### Action item
Copy exactly, and copy only, the lines from the one bearing "point: epaulette |" through the final line of the records.
==== Extracted data ====
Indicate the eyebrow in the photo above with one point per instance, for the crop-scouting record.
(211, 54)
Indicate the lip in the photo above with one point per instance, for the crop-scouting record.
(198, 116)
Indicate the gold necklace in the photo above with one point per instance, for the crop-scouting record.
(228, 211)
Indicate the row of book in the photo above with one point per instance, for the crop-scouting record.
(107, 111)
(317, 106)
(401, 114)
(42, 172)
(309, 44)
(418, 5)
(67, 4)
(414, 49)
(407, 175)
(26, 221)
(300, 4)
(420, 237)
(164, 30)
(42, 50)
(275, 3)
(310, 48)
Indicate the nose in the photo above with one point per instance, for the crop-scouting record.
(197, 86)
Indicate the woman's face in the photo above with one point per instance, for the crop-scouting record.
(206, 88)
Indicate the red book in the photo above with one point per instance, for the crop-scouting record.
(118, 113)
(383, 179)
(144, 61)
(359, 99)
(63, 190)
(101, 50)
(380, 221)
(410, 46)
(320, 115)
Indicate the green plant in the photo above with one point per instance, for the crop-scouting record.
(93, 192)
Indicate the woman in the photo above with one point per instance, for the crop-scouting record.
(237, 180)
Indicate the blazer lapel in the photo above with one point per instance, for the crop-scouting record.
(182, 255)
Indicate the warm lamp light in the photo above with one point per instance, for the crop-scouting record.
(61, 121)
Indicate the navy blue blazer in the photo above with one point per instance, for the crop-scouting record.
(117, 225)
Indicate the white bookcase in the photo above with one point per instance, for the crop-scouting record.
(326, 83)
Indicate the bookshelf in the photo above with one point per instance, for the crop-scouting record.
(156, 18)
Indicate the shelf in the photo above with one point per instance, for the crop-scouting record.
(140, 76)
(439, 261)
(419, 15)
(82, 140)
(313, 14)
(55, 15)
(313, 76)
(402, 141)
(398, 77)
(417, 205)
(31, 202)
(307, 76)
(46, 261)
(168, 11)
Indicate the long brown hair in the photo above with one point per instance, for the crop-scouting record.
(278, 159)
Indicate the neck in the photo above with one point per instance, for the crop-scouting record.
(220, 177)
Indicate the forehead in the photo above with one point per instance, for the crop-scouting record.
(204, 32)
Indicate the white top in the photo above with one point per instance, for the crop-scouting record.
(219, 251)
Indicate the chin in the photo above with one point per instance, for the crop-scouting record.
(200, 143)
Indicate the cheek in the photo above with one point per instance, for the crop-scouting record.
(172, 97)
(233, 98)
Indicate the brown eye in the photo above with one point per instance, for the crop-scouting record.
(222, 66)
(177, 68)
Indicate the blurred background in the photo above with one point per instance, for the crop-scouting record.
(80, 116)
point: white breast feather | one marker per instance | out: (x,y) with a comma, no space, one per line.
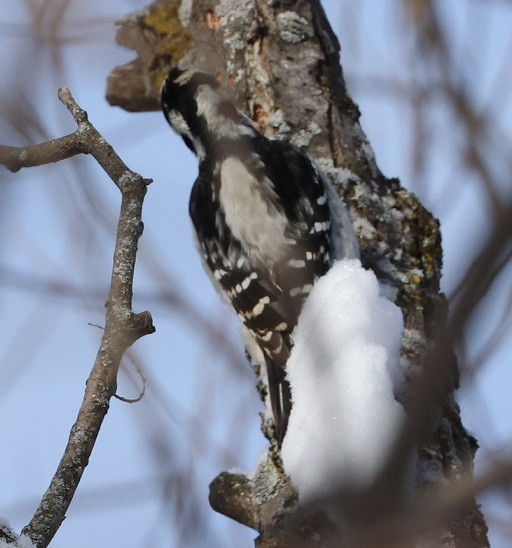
(256,223)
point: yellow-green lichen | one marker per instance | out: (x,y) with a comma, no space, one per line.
(174,41)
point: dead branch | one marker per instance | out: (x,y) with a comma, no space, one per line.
(122,327)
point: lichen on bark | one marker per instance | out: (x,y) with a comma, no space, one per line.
(281,63)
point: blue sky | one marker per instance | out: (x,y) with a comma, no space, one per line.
(48,346)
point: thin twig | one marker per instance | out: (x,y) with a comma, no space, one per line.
(122,326)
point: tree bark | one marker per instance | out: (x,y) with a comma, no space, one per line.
(281,62)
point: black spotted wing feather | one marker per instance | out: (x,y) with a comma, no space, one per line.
(267,299)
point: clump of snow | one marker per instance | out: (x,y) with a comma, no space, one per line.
(344,371)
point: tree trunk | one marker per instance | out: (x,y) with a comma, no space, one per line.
(281,62)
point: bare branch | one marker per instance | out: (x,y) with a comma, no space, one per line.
(122,327)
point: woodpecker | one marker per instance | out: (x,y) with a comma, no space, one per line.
(267,222)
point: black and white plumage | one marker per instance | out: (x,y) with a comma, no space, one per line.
(262,215)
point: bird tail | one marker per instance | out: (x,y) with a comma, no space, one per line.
(280,397)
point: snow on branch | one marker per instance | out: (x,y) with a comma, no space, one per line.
(344,372)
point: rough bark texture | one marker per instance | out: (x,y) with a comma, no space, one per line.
(281,62)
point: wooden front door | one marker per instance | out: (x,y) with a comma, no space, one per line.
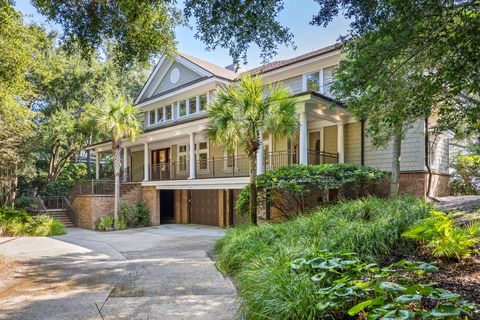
(160,164)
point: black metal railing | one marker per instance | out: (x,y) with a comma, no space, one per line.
(93,187)
(231,166)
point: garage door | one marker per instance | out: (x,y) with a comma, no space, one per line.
(204,207)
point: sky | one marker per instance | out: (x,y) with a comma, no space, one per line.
(296,15)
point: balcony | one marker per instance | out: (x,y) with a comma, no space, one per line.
(231,167)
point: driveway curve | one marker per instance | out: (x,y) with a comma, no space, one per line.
(162,272)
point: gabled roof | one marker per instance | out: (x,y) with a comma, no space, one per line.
(282,63)
(210,67)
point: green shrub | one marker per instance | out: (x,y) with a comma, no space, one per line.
(58,188)
(105,223)
(260,257)
(135,216)
(288,188)
(20,223)
(344,286)
(446,240)
(466,179)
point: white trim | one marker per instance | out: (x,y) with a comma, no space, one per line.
(150,79)
(193,66)
(197,184)
(182,90)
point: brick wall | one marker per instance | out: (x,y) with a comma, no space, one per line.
(151,198)
(88,209)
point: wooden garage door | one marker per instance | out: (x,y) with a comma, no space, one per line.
(204,207)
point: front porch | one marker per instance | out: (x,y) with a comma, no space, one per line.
(183,153)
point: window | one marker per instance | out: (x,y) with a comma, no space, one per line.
(160,115)
(192,104)
(203,102)
(182,108)
(328,79)
(182,158)
(151,117)
(202,154)
(168,113)
(313,81)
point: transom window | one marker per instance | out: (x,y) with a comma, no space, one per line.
(178,109)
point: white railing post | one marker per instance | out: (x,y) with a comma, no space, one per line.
(340,143)
(192,160)
(260,154)
(303,137)
(146,162)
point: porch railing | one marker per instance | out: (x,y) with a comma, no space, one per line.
(232,166)
(93,187)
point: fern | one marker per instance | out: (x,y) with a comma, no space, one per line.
(444,238)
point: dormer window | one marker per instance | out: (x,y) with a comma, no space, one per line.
(319,81)
(313,81)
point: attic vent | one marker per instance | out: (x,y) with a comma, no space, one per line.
(233,67)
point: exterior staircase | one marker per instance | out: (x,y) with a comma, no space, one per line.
(61,215)
(56,207)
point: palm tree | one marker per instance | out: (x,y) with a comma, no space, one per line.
(242,113)
(119,121)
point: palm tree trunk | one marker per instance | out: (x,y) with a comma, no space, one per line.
(116,168)
(396,154)
(252,209)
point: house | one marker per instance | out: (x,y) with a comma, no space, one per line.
(185,179)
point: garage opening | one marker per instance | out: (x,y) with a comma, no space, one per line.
(204,207)
(167,206)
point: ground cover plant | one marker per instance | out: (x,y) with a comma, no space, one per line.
(445,239)
(260,258)
(20,223)
(130,217)
(290,188)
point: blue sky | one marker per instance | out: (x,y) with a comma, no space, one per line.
(296,15)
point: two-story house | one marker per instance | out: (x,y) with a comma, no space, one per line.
(185,179)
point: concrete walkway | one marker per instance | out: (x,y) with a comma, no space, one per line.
(160,272)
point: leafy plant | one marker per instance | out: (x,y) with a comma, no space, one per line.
(345,286)
(135,216)
(290,188)
(466,179)
(440,234)
(259,257)
(105,223)
(20,223)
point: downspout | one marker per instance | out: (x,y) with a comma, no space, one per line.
(362,142)
(427,160)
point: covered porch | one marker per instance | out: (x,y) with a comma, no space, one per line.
(182,152)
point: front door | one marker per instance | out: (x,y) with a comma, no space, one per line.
(160,164)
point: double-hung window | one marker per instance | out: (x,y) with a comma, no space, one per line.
(319,81)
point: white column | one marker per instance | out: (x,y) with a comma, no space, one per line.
(193,163)
(146,163)
(303,137)
(97,164)
(260,154)
(125,163)
(322,140)
(340,143)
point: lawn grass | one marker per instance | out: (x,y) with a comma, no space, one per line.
(259,257)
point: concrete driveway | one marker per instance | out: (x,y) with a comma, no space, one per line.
(160,272)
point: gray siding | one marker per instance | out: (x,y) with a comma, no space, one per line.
(186,76)
(439,153)
(413,151)
(295,84)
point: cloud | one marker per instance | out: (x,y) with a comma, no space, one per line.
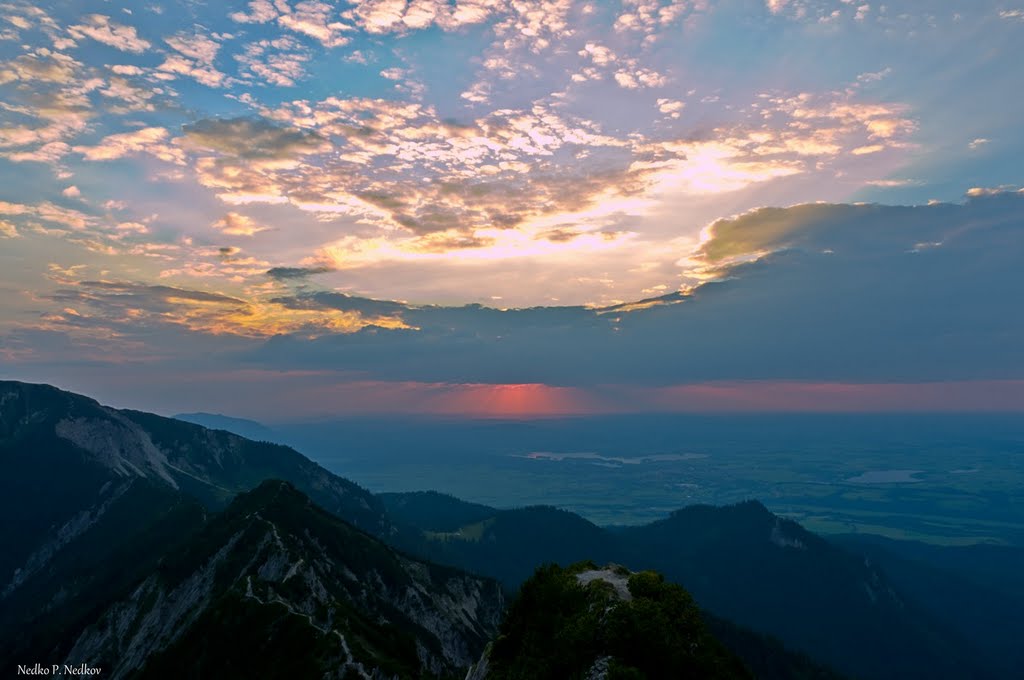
(288,273)
(143,315)
(194,55)
(101,29)
(278,61)
(152,140)
(251,138)
(861,293)
(239,225)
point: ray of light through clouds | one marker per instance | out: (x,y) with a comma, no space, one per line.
(247,188)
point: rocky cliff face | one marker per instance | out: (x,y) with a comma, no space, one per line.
(131,515)
(290,565)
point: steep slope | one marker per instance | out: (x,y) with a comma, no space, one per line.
(743,564)
(278,587)
(432,511)
(592,623)
(751,566)
(249,429)
(89,495)
(975,590)
(510,544)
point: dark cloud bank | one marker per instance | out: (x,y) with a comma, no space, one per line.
(861,293)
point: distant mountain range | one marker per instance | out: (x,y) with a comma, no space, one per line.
(158,548)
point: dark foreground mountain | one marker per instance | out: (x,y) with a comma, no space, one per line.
(977,590)
(275,587)
(118,520)
(95,499)
(586,622)
(608,623)
(743,564)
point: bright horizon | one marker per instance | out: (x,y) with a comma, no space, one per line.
(381,206)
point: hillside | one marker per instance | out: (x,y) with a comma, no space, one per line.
(743,564)
(97,500)
(278,587)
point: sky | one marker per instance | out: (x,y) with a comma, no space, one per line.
(514,208)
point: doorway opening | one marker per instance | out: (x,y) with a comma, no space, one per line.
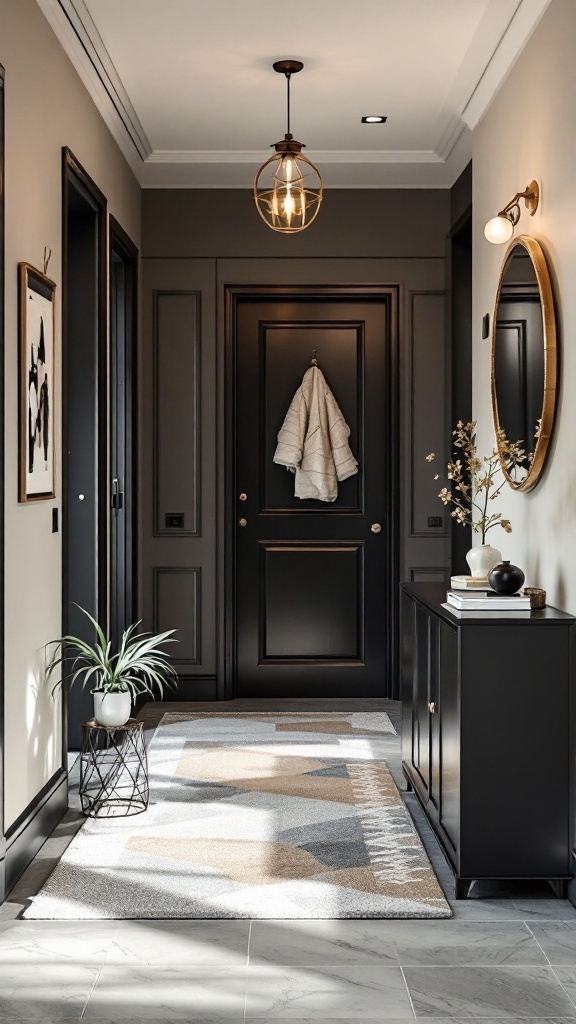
(123,261)
(313,585)
(84,419)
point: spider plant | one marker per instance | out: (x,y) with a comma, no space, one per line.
(138,667)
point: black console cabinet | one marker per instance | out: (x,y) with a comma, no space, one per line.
(487,735)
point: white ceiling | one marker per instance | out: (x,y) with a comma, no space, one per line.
(188,89)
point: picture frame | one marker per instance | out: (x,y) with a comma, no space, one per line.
(36,385)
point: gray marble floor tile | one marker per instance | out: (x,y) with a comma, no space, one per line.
(162,993)
(545,909)
(485,909)
(567,978)
(558,939)
(175,943)
(55,941)
(36,991)
(465,943)
(313,943)
(339,992)
(487,991)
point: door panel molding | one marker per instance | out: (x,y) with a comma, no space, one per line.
(306,597)
(177,604)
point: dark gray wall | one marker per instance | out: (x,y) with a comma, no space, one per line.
(195,244)
(459,346)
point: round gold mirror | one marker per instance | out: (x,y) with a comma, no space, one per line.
(524,358)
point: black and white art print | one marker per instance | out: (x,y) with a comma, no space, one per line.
(36,384)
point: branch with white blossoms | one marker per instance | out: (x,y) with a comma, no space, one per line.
(474,479)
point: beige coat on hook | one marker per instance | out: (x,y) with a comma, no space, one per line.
(314,440)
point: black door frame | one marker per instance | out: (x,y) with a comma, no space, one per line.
(235,294)
(2,290)
(121,245)
(76,177)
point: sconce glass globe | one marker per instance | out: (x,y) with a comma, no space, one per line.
(499,229)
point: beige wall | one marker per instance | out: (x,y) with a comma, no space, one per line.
(46,108)
(529,133)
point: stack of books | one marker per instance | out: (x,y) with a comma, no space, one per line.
(468,583)
(486,600)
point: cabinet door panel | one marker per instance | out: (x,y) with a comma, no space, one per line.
(434,707)
(449,764)
(421,749)
(407,666)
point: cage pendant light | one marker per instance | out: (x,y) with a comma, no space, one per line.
(288,187)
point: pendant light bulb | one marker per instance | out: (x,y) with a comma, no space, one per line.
(288,187)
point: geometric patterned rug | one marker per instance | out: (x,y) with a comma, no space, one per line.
(261,815)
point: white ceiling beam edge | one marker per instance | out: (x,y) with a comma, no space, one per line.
(510,46)
(73,26)
(326,156)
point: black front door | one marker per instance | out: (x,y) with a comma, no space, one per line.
(315,582)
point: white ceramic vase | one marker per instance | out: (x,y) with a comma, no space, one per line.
(482,559)
(112,710)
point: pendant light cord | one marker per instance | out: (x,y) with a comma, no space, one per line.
(288,102)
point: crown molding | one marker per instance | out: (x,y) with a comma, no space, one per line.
(472,93)
(503,58)
(326,156)
(73,26)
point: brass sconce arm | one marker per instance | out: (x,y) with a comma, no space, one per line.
(500,228)
(531,197)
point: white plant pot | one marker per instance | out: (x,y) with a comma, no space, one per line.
(112,710)
(482,559)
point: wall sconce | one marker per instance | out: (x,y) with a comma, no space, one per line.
(501,228)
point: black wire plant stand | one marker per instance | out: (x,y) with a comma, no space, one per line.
(114,778)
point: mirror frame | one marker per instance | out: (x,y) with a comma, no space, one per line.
(538,259)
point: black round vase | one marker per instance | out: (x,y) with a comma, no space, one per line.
(505,579)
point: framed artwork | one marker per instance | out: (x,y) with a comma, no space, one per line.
(36,406)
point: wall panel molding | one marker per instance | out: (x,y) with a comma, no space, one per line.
(427,397)
(176,415)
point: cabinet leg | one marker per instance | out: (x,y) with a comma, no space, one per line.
(560,887)
(462,888)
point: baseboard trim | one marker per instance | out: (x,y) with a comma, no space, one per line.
(32,828)
(189,688)
(195,688)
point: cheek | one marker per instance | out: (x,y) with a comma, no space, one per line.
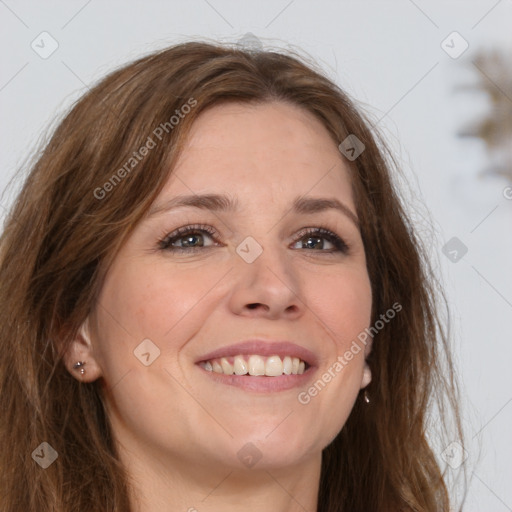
(342,303)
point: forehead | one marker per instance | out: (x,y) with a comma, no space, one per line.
(274,149)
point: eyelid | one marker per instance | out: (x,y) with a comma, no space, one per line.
(164,242)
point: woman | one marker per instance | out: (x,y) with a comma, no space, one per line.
(212,300)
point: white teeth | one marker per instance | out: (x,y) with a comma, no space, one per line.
(287,365)
(240,366)
(227,367)
(274,366)
(256,365)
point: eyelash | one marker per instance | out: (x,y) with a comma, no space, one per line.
(164,244)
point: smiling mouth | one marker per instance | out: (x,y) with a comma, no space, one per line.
(256,365)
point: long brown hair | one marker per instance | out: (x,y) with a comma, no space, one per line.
(76,208)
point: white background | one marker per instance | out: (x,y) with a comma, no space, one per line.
(388,56)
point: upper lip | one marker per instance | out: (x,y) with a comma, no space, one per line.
(267,348)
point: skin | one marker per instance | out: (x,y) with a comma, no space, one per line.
(179,431)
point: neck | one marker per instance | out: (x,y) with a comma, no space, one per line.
(160,485)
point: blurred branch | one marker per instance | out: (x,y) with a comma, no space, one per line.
(494,70)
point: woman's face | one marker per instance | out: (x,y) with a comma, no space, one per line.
(263,282)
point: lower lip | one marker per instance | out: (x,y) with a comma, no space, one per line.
(261,383)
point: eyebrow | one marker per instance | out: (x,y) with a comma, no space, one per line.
(224,203)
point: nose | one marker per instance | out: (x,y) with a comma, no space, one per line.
(268,287)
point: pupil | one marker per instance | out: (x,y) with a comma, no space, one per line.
(187,240)
(314,241)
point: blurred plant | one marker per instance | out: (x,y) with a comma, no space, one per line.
(494,68)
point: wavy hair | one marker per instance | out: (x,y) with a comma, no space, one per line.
(61,235)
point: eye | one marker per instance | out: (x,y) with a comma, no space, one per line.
(187,238)
(192,238)
(315,237)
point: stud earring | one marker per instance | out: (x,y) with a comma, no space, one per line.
(79,365)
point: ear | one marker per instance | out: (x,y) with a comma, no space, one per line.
(367,376)
(367,373)
(81,350)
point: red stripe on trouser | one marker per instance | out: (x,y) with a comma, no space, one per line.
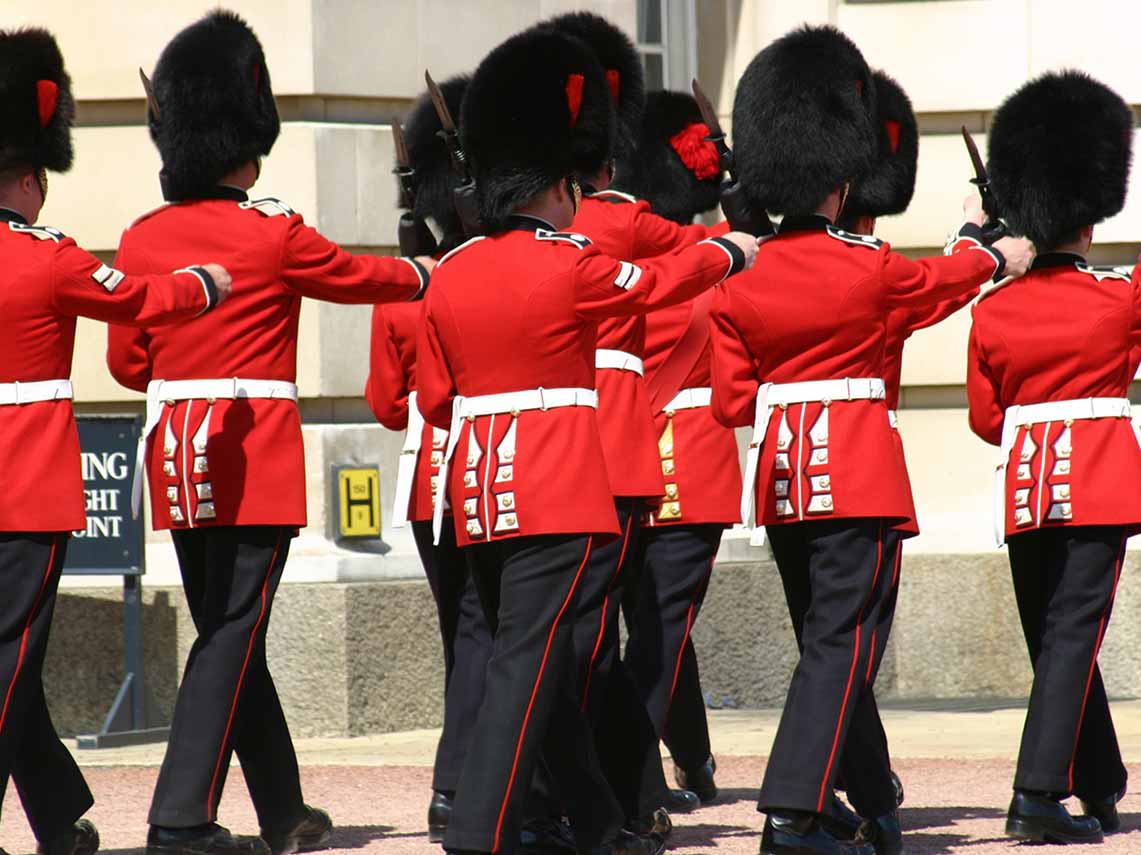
(23,638)
(534,692)
(851,674)
(606,603)
(895,581)
(689,627)
(1093,661)
(241,679)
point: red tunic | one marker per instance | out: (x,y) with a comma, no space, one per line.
(252,462)
(814,308)
(391,378)
(698,456)
(517,312)
(46,281)
(1061,332)
(625,228)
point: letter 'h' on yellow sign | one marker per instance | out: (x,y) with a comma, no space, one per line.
(358,494)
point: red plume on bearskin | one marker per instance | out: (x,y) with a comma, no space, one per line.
(802,120)
(674,167)
(518,124)
(1059,153)
(889,185)
(217,109)
(622,65)
(35,102)
(429,156)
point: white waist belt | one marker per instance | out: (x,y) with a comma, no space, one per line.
(618,360)
(406,467)
(168,392)
(689,400)
(34,392)
(508,402)
(1027,414)
(771,395)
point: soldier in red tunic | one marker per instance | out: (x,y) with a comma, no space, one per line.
(224,457)
(674,169)
(391,394)
(625,228)
(1050,363)
(799,353)
(506,360)
(46,283)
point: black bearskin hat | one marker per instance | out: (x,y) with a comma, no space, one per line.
(430,159)
(216,109)
(37,102)
(674,168)
(536,111)
(802,120)
(889,185)
(622,65)
(1059,155)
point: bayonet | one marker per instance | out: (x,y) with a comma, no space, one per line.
(994,227)
(467,204)
(412,233)
(734,206)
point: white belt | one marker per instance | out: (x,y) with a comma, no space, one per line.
(689,400)
(508,402)
(618,360)
(771,395)
(160,392)
(34,392)
(1027,414)
(406,467)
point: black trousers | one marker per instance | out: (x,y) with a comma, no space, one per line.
(227,701)
(836,575)
(624,734)
(467,647)
(528,587)
(1065,581)
(50,785)
(676,563)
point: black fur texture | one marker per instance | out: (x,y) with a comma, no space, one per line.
(616,54)
(655,172)
(517,127)
(431,162)
(889,185)
(802,120)
(1059,155)
(27,56)
(216,102)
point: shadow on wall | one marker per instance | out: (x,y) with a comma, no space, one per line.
(85,663)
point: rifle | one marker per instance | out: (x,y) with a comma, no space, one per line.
(733,195)
(414,236)
(994,227)
(467,204)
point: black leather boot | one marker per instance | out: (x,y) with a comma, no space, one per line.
(802,833)
(1043,819)
(439,812)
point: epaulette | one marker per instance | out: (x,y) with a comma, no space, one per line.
(148,215)
(42,233)
(856,240)
(268,207)
(579,240)
(615,196)
(1103,272)
(462,245)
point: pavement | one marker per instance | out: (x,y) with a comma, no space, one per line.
====
### Exercise answer
point: epaulette | one marker per instance | out: (x,y) with a comma, no space, one per line.
(148,215)
(42,233)
(856,240)
(268,207)
(579,240)
(615,196)
(1103,272)
(462,245)
point: pavement | one marker per instance | out: (x,y) with a comma, no space, one per line.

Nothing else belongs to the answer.